### [Exercise]
Render each line of the following data as one string in a JSON list, leaving out blank lines.

[Object detection data]
+---+

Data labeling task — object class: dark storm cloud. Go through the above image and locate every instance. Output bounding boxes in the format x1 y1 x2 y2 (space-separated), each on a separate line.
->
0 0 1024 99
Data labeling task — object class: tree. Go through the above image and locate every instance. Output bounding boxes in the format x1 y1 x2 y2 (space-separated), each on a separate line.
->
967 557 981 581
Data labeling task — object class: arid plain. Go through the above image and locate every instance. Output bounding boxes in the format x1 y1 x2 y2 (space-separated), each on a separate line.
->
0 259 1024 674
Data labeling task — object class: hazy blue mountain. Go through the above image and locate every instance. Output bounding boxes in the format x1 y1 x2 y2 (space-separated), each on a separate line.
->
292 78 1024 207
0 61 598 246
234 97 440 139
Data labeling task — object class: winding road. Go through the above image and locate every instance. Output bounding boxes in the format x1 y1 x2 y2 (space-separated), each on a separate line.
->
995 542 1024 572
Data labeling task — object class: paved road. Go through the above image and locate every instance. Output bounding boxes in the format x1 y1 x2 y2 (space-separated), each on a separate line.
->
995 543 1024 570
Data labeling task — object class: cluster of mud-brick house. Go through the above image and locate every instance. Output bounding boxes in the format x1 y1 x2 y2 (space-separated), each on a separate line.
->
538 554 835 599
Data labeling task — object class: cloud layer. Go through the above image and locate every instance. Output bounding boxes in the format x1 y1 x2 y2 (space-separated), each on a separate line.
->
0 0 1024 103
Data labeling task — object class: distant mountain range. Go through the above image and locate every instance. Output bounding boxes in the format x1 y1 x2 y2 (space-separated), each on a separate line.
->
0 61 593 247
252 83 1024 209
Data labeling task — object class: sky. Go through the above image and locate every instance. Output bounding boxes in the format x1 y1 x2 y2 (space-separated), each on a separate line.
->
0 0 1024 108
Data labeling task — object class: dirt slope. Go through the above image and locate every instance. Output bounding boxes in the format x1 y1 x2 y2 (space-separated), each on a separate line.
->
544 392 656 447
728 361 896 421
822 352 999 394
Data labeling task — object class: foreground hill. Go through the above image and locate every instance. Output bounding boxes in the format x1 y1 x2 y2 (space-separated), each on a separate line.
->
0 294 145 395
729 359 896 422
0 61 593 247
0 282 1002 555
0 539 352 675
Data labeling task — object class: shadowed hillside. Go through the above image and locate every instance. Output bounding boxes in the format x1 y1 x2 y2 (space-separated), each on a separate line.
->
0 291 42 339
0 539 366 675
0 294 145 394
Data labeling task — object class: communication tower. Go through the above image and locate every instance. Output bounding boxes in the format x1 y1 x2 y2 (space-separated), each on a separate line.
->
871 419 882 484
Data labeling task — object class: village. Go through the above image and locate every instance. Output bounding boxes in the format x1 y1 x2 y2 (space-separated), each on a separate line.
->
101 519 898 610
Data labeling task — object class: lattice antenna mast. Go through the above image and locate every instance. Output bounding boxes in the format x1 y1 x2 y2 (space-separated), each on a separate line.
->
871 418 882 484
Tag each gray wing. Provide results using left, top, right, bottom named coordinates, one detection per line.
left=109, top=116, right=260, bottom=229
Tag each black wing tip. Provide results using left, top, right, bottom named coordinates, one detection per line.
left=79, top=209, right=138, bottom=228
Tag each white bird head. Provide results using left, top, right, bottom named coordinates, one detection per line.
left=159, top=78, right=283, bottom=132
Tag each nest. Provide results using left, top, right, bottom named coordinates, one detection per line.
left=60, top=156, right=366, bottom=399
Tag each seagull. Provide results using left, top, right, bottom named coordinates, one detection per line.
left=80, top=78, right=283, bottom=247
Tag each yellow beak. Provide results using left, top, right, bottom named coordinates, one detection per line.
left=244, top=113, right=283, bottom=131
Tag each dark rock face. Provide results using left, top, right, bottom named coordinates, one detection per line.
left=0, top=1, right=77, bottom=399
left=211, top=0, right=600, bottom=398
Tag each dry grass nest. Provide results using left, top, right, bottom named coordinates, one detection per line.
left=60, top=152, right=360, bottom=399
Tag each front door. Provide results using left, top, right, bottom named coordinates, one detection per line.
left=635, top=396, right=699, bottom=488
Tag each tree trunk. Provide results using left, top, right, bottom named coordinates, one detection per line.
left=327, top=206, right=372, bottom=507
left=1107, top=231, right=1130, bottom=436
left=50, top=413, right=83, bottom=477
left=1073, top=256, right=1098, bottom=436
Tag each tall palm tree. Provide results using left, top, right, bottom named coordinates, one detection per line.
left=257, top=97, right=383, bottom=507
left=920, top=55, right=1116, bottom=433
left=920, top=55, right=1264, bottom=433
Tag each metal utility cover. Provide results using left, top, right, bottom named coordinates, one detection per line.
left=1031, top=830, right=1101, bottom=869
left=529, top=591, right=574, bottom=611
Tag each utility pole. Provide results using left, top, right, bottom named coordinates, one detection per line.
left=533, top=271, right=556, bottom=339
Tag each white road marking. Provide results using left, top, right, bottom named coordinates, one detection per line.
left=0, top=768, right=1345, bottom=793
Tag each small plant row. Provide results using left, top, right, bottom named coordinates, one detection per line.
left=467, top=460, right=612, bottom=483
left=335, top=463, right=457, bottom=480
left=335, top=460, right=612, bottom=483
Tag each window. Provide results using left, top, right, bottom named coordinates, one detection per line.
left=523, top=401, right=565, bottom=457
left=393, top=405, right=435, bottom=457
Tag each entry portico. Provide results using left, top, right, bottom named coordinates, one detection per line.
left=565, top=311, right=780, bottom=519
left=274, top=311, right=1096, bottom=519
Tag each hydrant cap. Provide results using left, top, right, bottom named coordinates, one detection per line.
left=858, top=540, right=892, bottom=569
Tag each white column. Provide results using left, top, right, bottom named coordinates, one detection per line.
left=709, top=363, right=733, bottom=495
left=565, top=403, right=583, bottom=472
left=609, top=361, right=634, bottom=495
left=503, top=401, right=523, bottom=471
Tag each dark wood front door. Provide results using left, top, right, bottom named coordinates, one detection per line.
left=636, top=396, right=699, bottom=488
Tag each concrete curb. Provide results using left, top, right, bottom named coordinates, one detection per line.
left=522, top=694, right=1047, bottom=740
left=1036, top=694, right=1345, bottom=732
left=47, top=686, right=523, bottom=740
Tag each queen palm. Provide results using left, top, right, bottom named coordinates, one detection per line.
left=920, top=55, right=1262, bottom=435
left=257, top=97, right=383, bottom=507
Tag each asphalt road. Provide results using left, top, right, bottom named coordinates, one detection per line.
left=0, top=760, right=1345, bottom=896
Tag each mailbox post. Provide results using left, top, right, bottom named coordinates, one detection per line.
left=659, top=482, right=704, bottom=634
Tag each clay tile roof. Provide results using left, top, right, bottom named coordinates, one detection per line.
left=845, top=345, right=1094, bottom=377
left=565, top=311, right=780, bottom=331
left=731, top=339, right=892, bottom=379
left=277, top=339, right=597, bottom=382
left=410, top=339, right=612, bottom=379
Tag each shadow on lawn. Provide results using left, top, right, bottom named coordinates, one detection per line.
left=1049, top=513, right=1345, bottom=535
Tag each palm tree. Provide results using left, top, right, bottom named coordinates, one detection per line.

+---+

### [Output for this task]
[
  "Data labeling task — object class: dark storm cloud. Go through the above image and locate every instance. Output bounding boxes in the format x1 y1 x2 y2 (space-separated), each on a separate line.",
  "->",
  "0 0 1024 99",
  "Data labeling task — object class: tree. Go through the above image and locate every instance. Output bounding boxes in the format x1 y1 x2 y2 (space-separated), each on a separate line.",
  "->",
  "967 557 981 581",
  "Data labeling task — object class: arid plain. Go through the above image and locate every instance. Output bounding boxes in the format x1 y1 x2 y2 (space-separated), each on a separate line.",
  "->",
  "0 259 1024 674",
  "Data labeling task — object class: hazy blue mountain. Go through the above image and locate every instance. Output bounding boxes in the format x1 y1 x2 y2 (space-separated), each on a separate line.",
  "->",
  "292 78 1024 207",
  "0 61 598 246",
  "234 97 440 139",
  "Data labeling task — object class: winding road. Go through the above image and locate every instance. Output bounding boxes in the format x1 y1 x2 y2 (space-separated), each on a separate line.",
  "->",
  "995 542 1024 572",
  "Data labeling task — object class: paved road. Go through the above image and locate every instance. Output bounding boxes in the format x1 y1 x2 y2 (space-separated), each on a separate line.",
  "->",
  "995 543 1024 570",
  "Data labeling task — object class: cluster of mud-brick house. Go through the above image and locate every instance. Output bounding boxes in the format x1 y1 x2 y2 (space-separated), each on a separate line.",
  "->",
  "538 554 835 599",
  "Data labeling task — object class: cloud layer. Go through the above image and locate every instance. Output bounding boxes in the format x1 y1 x2 y2 (space-separated), each on a separate line.",
  "->",
  "0 0 1024 103",
  "Data labeling task — object class: distant mountain range. Go through the above image and locate every instance. Output bounding boxes in the format x1 y1 x2 y2 (space-separated), each on a separate line.",
  "->",
  "0 61 593 247",
  "252 83 1024 209",
  "Data labeling task — object class: sky. Go through the above image and locate every instance. Output bounding boxes in the format x1 y1 x2 y2 (space-separated), each on a separate line.",
  "->",
  "0 0 1024 108",
  "Data labeling task — object class: dirt slope. Go through the above image and locate every instance. Output bounding boxes in the format x1 y1 x2 y2 (space-separated), each on a separate line.",
  "->",
  "544 392 656 447",
  "728 361 896 421",
  "822 352 999 394",
  "Data labeling task — object class: foreground hill. Go through the above image and locate every instance. Output bounding boxes in the format x1 y1 x2 y2 (space-separated), each on a separate line.",
  "->",
  "0 294 145 395",
  "729 359 896 422",
  "0 61 593 247",
  "0 282 1002 555",
  "0 539 352 675",
  "Data labeling task — object class: shadowed hillside. Go through the above image and locate every instance. Output bounding boxes in the format x1 y1 x2 y2 (space-separated), each on a separate line.",
  "->",
  "0 291 42 339",
  "0 539 366 675",
  "0 294 145 394",
  "Data labeling task — object class: communication tower. Go through the above image and locate every instance. Output bounding boxes in the format x1 y1 x2 y2 (space-separated), each on a separate line.",
  "->",
  "871 419 882 484",
  "Data labeling task — object class: village. Go through the above image and locate every instance. Output bounding boxes in the format x1 y1 x2 y2 (space-separated), each on a separate line.",
  "->",
  "101 519 898 610",
  "Data labeling task — object class: lattice antenna mast. Go through the above image and locate every instance. Output bounding boxes in the format x1 y1 x2 y2 (space-separated), each on a separate line.",
  "->",
  "871 418 882 484",
  "Tag each gray wing. Provide results using left, top, right, bottom named coordinates, one detection per line.",
  "left=109, top=116, right=260, bottom=229",
  "Tag each black wing tip. Provide results using left, top, right, bottom named coordinates, one detection per line.",
  "left=79, top=209, right=138, bottom=228",
  "Tag each white bird head. Provide results using left, top, right, bottom named coordinates, one detection per line.",
  "left=159, top=78, right=283, bottom=132",
  "Tag each nest. Provide results using left, top, right, bottom named coordinates, one detection per line.",
  "left=60, top=156, right=366, bottom=399",
  "Tag each seagull. Provide results using left, top, right, bottom named coordinates, one detection per line.",
  "left=80, top=78, right=283, bottom=247",
  "Tag each yellow beak. Provide results using left, top, right, bottom named coordinates, one detection per line.",
  "left=244, top=113, right=283, bottom=131",
  "Tag each dark rock face. Provide results using left, top, right, bottom named coordinates, one detection per line.",
  "left=0, top=1, right=77, bottom=399",
  "left=211, top=0, right=600, bottom=398",
  "Tag each dry grass nest. Provide results using left, top, right, bottom named coordinates, one detection per line.",
  "left=60, top=152, right=360, bottom=399",
  "Tag each front door. Provide results using left, top, right, bottom named coordinates, one detection per line.",
  "left=635, top=396, right=699, bottom=488",
  "Tag each tree trunk. Provide results using left, top, right, bottom named coordinates, one detection per line.",
  "left=327, top=206, right=372, bottom=507",
  "left=1107, top=231, right=1130, bottom=436",
  "left=50, top=413, right=83, bottom=477",
  "left=1073, top=256, right=1098, bottom=436",
  "Tag each tall palm tree. Provide results using left, top, right, bottom named coordinates, one detection per line.",
  "left=257, top=97, right=383, bottom=507",
  "left=920, top=55, right=1116, bottom=433",
  "left=920, top=55, right=1264, bottom=433",
  "Tag each metal utility cover. Provide results using left, top, right, bottom named coordinates, one detection per line.",
  "left=1031, top=830, right=1101, bottom=869",
  "left=529, top=591, right=574, bottom=611",
  "Tag each utility pole. Provide results using left, top, right, bottom named coordinates, one detection per line.",
  "left=533, top=271, right=556, bottom=339",
  "Tag each white road marking. Provide results using left, top, right, bottom named coordinates, one detection per line.",
  "left=0, top=768, right=1345, bottom=793",
  "Tag each small plant row. Provide results using left, top, right, bottom named coordinates, one detection per line.",
  "left=467, top=460, right=612, bottom=483",
  "left=335, top=463, right=457, bottom=480",
  "left=335, top=460, right=612, bottom=483",
  "Tag each window. Provide results using left, top, right, bottom named coordinates, one detection per line.",
  "left=523, top=401, right=565, bottom=457",
  "left=393, top=405, right=435, bottom=457",
  "Tag each entry portico. Provide results using left, top, right, bottom named coordinates, one detection per line.",
  "left=565, top=311, right=780, bottom=519",
  "left=274, top=311, right=1096, bottom=519",
  "Tag each hydrant cap. Provide results using left, top, right, bottom named coordinates, one detection per line.",
  "left=858, top=540, right=892, bottom=569",
  "Tag each white column. Provide results using left, top, right, bottom named coordinates, one detection per line.",
  "left=709, top=363, right=733, bottom=495",
  "left=565, top=403, right=583, bottom=472",
  "left=609, top=361, right=634, bottom=495",
  "left=503, top=401, right=523, bottom=471",
  "Tag each dark wood front door. Provide results using left, top, right, bottom named coordinates, one detection per line.",
  "left=636, top=396, right=699, bottom=488",
  "Tag each concrete curb. Provide results using left, top, right, bottom named coordinates, one detection per line.",
  "left=522, top=694, right=1047, bottom=740",
  "left=1036, top=694, right=1345, bottom=732",
  "left=47, top=686, right=523, bottom=740",
  "Tag each queen palm. Provide results using left, top, right, bottom named coordinates, one detection per line.",
  "left=920, top=55, right=1262, bottom=435",
  "left=257, top=97, right=383, bottom=507",
  "Tag each asphalt road. Provide results using left, top, right, bottom named coordinates, one detection per line.",
  "left=0, top=760, right=1345, bottom=896",
  "Tag each mailbox post. Provide results using left, top, right, bottom named coordinates, one detection per line.",
  "left=659, top=482, right=704, bottom=634",
  "Tag each clay tile roof. Provide results using left, top, right, bottom named coordinates, one detection per line.",
  "left=845, top=345, right=1094, bottom=377",
  "left=565, top=311, right=780, bottom=331",
  "left=731, top=339, right=892, bottom=379",
  "left=277, top=339, right=597, bottom=382",
  "left=410, top=339, right=612, bottom=379",
  "Tag each shadow on lawn. Provide results using left, top, right, bottom named coordinates, one detection per line.",
  "left=1049, top=513, right=1345, bottom=535",
  "Tag each palm tree. Provide results using left, top, right, bottom named coordinates, one detection per line."
]